Given records =>
————
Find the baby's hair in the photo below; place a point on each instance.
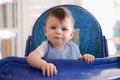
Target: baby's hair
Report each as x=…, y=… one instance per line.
x=61, y=13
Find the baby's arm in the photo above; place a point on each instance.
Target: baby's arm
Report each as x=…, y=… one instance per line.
x=34, y=59
x=88, y=58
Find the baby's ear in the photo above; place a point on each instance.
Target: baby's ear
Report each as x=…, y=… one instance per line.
x=73, y=33
x=45, y=30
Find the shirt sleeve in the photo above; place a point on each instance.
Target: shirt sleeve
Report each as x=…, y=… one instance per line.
x=41, y=48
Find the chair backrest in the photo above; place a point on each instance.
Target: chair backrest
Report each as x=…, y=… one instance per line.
x=89, y=36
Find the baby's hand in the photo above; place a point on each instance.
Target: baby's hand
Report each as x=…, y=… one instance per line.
x=49, y=69
x=88, y=58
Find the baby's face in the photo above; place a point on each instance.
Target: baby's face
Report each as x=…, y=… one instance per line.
x=57, y=32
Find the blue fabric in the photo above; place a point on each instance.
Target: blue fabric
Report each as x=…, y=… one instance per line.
x=90, y=34
x=71, y=51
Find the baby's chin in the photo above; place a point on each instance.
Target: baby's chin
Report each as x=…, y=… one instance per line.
x=58, y=45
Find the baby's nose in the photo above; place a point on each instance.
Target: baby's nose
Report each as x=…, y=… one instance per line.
x=58, y=31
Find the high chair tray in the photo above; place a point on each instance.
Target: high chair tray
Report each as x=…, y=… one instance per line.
x=16, y=68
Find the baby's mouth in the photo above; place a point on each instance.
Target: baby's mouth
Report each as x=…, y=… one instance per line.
x=58, y=38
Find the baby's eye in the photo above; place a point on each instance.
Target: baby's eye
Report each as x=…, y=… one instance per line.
x=53, y=27
x=64, y=29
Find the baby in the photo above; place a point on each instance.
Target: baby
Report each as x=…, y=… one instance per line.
x=59, y=30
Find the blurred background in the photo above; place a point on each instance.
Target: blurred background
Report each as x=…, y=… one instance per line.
x=17, y=18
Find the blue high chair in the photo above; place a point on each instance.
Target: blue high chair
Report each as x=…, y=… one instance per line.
x=89, y=36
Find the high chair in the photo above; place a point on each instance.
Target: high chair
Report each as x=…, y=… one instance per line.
x=89, y=38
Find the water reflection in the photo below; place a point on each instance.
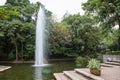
————
Exercise => Can you filter the items above down to only the lines that contain the string "blurred", treating uppercase and lowercase as different, and copy out each of those lines in full?

Written answer =>
Find the blurred background in the photo above; place a point on each instance.
Target: blurred background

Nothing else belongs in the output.